_YOUR OBJECTIVE_
Write out the material below again, unchanged.
═══ THE DATA ═══
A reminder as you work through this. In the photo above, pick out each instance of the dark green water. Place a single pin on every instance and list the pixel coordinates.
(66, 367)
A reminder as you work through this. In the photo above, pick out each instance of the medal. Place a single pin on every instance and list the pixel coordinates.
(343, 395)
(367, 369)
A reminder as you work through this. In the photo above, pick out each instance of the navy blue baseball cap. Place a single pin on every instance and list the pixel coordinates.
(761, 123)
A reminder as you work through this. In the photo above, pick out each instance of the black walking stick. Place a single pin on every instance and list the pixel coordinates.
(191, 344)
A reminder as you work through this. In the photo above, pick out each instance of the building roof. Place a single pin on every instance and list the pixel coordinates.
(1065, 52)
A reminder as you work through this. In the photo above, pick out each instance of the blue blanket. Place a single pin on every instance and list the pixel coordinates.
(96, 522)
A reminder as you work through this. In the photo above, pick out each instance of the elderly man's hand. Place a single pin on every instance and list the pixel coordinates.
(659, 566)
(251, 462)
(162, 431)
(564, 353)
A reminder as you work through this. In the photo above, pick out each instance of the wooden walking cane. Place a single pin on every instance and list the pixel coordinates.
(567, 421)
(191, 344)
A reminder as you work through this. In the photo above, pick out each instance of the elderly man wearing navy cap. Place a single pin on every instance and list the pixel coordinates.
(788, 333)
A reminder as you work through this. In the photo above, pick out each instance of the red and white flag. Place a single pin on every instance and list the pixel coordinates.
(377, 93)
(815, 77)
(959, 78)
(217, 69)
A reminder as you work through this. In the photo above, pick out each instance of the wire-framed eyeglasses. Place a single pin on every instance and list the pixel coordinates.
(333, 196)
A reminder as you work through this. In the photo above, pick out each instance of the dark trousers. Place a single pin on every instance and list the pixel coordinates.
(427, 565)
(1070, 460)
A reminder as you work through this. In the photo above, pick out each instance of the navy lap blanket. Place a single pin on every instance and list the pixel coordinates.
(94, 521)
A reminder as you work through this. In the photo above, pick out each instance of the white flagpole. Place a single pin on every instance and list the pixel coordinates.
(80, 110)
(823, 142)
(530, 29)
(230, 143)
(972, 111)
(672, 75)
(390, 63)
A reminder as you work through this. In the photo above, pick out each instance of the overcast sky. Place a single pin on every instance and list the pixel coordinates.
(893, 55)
═══
_COMPLETE ANSWER_
A reminder as you work through this. In the photo above, pick out each instance of the dark green water. Place a single pin on every instance and list the pixel coordinates.
(66, 367)
A reminder as you work through this. In the photo above, pick out each instance of the medal. Place a single pin on every instance and list the pixel coordinates.
(343, 395)
(367, 369)
A reminder as you work through this. In the photo above, pick out each instance of the navy blue baseball cap. Place a single pin on every instance and list the pixel coordinates.
(761, 123)
A reminder as you work through this. In the photo above, pick out each instance of the black walking stick. Place a single pin on every instance and list the pixel coordinates.
(191, 344)
A reminder as you work through this. In the photo above, pick out each instance of the building roof. Place a single pin on every instance and list the pixel coordinates.
(1065, 52)
A reminder as you work through this. In the photo above, pick out each instance of the blue blanket. Place a single pin on every instance and list the pixel coordinates.
(96, 522)
A reminder as you work through this. In the photo above, pick out each instance of the elderly man's hand. Place a single pin on every instance and list the pixel coordinates.
(659, 566)
(251, 462)
(162, 431)
(564, 353)
A reminder as you work through this. In the photo above, pick out each instance of the wooden walking cane. Place a single pin on every instance and list the pixel coordinates.
(567, 421)
(191, 344)
A reminder as you work through this. In the photo above, pick out each instance of the elderly man wearing navy cap. Place a single pin on every instance and list the pixel coordinates.
(788, 333)
A reminder as you work through this. In the photo above, pick out each instance of the red and white flag. Place a single pin on every instance and list the pixel coordinates.
(377, 93)
(815, 77)
(959, 78)
(217, 69)
A reminder as you work through this. In the photo above, pick out each instance of the wire-framed eyeglasses. Place a single pin on every instance and list the pixel coordinates.
(333, 196)
A reminder as you work through this. In the photo above, pick out each instance of the dark trousers. Place a single pin on every instance and list the pixel coordinates.
(427, 565)
(1070, 460)
A reminder as you work through this. In the photo above, pick out each instance of the navy lap blanket. Place a single pin on every instance and list the pixel coordinates.
(94, 521)
A reminder as you work through this. In the photo above, pick out each instance of the white flagpole. Place a single pin on every instance and list the pixel coordinates.
(80, 110)
(823, 142)
(530, 29)
(230, 143)
(972, 111)
(672, 75)
(390, 63)
A reminder as you work through this. In the photo above, pick out each instance of the overcast sky. Place a single pin on every instance and list the pixel coordinates.
(893, 55)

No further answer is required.